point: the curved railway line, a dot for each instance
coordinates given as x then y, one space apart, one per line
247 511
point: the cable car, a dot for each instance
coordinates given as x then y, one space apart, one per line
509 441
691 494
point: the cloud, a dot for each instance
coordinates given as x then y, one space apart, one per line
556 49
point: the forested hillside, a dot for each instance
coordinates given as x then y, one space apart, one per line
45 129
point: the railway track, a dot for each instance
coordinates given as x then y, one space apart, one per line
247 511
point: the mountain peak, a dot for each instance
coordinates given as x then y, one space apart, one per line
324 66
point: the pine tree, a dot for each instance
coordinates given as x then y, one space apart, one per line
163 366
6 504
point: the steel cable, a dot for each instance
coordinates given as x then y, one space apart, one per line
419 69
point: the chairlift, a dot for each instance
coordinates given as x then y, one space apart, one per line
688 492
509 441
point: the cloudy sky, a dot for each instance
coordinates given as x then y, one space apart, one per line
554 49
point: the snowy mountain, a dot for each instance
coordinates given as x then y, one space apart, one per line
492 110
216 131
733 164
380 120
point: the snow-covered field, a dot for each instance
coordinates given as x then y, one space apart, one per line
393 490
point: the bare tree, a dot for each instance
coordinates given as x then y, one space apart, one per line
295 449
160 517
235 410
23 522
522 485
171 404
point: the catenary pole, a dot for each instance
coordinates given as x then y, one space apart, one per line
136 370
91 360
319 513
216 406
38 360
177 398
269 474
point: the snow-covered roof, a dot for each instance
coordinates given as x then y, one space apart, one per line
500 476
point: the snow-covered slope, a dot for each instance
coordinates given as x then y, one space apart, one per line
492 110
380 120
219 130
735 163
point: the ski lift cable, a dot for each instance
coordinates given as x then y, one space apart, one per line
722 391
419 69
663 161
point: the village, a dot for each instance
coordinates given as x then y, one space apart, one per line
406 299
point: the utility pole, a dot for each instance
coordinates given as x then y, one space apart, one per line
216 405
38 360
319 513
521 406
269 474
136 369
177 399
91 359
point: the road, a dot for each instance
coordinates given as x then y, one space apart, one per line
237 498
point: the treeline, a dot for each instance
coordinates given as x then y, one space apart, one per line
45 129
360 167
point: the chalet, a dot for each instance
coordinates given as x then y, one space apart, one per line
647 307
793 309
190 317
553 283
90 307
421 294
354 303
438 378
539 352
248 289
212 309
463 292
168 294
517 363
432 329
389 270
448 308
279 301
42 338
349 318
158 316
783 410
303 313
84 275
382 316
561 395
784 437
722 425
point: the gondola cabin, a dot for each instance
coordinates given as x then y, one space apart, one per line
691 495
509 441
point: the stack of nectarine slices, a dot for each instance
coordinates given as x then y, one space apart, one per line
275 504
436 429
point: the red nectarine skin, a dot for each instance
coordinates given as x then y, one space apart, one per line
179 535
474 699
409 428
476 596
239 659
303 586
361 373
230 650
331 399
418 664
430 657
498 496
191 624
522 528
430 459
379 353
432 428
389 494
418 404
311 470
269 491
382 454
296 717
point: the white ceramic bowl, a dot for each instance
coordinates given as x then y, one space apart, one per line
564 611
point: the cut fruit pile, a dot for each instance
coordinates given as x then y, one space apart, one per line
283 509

TASK: Reproduce all of the items above word for word, keeping every line as it is.

TASK OUTPUT:
point: the curved railway line, a dot for each instance
coordinates given as x then y, one space apart, one per line
247 511
point: the cable car, a dot for each instance
coordinates given as x then y, one space apart, one per line
509 441
691 494
point: the cloud, a dot for each instance
coordinates given as x then y, one space apart, one per line
556 49
point: the forested hillside, a dot for each instance
coordinates given as x then y, one space apart, one per line
45 129
point: the railway track, a dot for each instance
coordinates given as x then y, one space apart, one per line
247 511
point: the mountain peak, a dot for each instance
coordinates given as x then y, one space apart, one per line
324 66
point: the pine tree, a dot for each instance
coordinates given as x then y, one space apart, one per line
163 366
6 504
point: the steel cable, a dot for each instance
coordinates given as x then y, one space apart, one per line
419 69
point: the chairlift, a dot for each instance
coordinates given as x then y, one space apart, one per line
688 492
509 441
point: the cloudy sky, a dot for each instance
coordinates given as x then y, one space apart, one per line
554 49
point: the snowy mountain, a dot for each instance
coordinates given as x then y, one space apart, one per line
492 110
216 131
733 164
380 120
point: the snow-covered field, a dot for each instance
coordinates given as x then y, one space apart, one per line
393 490
point: the bare tree, a dot for each instance
coordinates given as x then y, one space apart, one per line
295 449
160 517
235 410
23 522
522 485
171 404
point: the catenary pole, a dot for each instance
coordinates given as x then y, one space apart, one per line
136 370
91 360
319 513
216 406
38 360
177 398
269 474
point: the snow-covered roof, a dot for each instance
coordinates given as x then y, one space apart, one per line
500 476
point: the snow-covered slope, a dot for each instance
coordinates given as x then y, one space apart, one per line
492 110
380 120
219 130
735 163
point: the ski lift cable, a dot for each instance
coordinates given as x then y, one space apart, one per line
722 391
419 69
663 161
point: the village, a dot for each instance
coordinates given as x then y, one space apart, one per line
406 299
point: the utility pole, a dot for each instance
coordinates given as x then y, one space apart, one per line
216 405
38 360
319 513
521 406
269 474
136 369
177 399
91 359
point: the road, a dot for each instance
coordinates given as x then y, one space apart, one per line
237 498
point: the treeline, a dot for each instance
coordinates given as x then y, one space apart, one per line
45 129
360 167
point: the chalet, a dot for each instance
coordinates given as x then y, one space apart, one per line
647 307
793 309
190 317
553 283
90 307
421 294
354 303
438 378
539 352
248 289
212 309
463 292
168 294
517 363
432 329
389 270
448 308
279 301
42 338
349 318
158 316
783 410
303 313
84 275
382 316
561 395
784 437
722 425
point: the gondola cabin, a dot for each instance
coordinates given as x then y, one space apart, one per line
691 495
509 441
point: the stack of nectarine slices, a dot for each instance
coordinates given as x then y, one space apart, one per line
275 504
436 429
point: the red nectarine skin, a dot for each instance
coordinates given as x then y, one space apart, one per line
179 535
474 699
409 428
476 596
239 659
303 586
361 373
230 650
331 399
418 664
430 657
498 496
191 624
522 528
430 459
379 353
432 428
389 494
418 404
311 470
269 491
382 454
296 717
point: the white ceramic bowl, a dot for each instance
coordinates given as x then y, one space apart, one per line
564 611
point: the cut fruit pile, a dot for each instance
coordinates given as x then y, one space apart, one per line
283 509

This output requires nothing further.